▶ [Task statement]: Each line below from the one containing "Target: man's short dark hair" through the one containing "formatted as [140,230]." should be output exactly as it stands, and no other line should appear.

▶ [Records for the exercise]:

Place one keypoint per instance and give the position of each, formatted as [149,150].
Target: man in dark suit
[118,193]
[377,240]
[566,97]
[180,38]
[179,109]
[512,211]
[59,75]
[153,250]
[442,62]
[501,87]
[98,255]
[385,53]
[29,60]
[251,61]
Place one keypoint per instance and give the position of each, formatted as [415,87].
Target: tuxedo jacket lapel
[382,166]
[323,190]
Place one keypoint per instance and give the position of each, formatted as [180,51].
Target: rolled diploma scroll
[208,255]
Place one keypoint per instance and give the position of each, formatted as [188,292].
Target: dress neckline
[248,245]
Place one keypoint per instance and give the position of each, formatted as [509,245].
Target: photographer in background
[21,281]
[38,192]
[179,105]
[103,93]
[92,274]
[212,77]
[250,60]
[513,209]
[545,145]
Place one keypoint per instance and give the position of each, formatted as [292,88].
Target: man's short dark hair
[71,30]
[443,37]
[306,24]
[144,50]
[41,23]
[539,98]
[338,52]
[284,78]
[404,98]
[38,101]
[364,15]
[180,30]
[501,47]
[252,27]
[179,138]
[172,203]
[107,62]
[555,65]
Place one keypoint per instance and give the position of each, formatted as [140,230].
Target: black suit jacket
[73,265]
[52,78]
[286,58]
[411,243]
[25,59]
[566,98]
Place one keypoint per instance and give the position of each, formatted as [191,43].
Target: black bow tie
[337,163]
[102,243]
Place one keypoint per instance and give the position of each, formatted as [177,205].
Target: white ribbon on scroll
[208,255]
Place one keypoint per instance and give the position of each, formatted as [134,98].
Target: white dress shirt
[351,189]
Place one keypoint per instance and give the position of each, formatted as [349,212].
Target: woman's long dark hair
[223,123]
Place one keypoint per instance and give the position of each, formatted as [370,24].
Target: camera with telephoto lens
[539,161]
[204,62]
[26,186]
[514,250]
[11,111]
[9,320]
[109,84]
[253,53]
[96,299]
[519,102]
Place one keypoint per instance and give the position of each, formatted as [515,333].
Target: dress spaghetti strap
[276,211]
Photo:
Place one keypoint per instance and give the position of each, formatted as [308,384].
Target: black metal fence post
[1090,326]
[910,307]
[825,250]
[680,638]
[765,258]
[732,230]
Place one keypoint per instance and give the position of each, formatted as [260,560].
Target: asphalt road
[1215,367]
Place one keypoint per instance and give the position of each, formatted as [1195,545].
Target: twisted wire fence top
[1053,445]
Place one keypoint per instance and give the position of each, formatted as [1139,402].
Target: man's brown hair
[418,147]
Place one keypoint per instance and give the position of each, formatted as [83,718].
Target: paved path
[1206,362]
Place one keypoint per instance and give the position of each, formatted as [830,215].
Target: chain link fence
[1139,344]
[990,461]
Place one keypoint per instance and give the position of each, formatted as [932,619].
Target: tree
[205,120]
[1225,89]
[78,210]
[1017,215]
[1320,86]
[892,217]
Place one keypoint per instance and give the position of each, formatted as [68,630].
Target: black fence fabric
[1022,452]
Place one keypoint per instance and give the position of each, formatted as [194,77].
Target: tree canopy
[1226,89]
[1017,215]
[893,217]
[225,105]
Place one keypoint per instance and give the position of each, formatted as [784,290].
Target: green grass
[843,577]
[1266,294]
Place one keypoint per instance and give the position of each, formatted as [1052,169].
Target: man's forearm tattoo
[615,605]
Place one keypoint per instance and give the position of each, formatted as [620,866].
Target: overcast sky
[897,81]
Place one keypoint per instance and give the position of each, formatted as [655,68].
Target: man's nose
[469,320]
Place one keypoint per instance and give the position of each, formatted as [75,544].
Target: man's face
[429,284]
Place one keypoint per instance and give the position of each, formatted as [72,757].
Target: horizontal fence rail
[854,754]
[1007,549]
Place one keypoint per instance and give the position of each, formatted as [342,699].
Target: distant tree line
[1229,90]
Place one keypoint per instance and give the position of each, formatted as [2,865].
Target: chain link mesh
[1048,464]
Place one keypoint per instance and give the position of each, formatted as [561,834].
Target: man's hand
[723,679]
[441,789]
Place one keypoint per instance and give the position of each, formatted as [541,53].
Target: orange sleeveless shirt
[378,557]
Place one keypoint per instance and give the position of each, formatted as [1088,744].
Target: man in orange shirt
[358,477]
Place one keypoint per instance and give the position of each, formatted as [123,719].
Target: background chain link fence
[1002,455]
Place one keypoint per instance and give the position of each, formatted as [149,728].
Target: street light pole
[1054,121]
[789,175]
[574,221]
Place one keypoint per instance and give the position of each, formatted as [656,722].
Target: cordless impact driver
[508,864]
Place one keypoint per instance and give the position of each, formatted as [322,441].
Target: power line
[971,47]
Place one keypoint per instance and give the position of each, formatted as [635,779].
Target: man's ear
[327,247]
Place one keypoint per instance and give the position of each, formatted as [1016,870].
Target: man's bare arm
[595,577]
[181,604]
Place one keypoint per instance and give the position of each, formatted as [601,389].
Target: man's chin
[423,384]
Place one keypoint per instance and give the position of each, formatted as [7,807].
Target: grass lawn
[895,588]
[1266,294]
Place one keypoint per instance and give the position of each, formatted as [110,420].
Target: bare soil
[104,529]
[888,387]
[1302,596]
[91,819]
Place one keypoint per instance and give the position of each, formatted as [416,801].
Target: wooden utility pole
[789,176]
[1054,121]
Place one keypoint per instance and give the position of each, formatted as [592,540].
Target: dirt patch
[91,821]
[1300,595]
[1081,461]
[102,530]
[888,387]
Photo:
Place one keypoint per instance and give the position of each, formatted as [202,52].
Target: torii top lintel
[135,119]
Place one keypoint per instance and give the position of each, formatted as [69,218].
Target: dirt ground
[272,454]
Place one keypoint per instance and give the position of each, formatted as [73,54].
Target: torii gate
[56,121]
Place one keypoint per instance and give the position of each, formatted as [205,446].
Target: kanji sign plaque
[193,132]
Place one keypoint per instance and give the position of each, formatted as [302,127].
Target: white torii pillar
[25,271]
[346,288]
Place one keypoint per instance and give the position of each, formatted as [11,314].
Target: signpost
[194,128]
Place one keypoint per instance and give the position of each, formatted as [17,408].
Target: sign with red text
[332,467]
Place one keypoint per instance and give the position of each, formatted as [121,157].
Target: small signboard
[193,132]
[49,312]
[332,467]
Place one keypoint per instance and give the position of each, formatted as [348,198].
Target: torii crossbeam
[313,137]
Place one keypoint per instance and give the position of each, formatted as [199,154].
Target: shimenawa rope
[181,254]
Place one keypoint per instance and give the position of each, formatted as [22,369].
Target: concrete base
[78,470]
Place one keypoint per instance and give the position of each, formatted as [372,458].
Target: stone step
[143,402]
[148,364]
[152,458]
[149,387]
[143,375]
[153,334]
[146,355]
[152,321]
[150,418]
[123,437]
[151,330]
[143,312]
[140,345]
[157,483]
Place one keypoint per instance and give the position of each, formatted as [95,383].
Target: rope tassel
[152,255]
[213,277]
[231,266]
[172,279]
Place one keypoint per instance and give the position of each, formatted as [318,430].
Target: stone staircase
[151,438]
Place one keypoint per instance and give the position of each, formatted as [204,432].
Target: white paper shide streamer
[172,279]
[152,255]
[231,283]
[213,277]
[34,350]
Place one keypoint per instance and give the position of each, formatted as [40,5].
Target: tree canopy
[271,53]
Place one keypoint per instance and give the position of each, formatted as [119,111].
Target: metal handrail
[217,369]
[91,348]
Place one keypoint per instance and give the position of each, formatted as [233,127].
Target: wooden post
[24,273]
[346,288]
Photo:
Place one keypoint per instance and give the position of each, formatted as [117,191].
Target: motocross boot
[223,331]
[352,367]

▶ [Answer to the problem]:
Target: man's short dark hair
[71,30]
[443,37]
[306,24]
[144,50]
[41,23]
[539,98]
[338,52]
[284,78]
[404,98]
[38,101]
[364,15]
[180,30]
[501,47]
[252,27]
[179,138]
[172,203]
[107,62]
[555,65]
Place one keypoint per instance and give the position of each, formatted as [140,230].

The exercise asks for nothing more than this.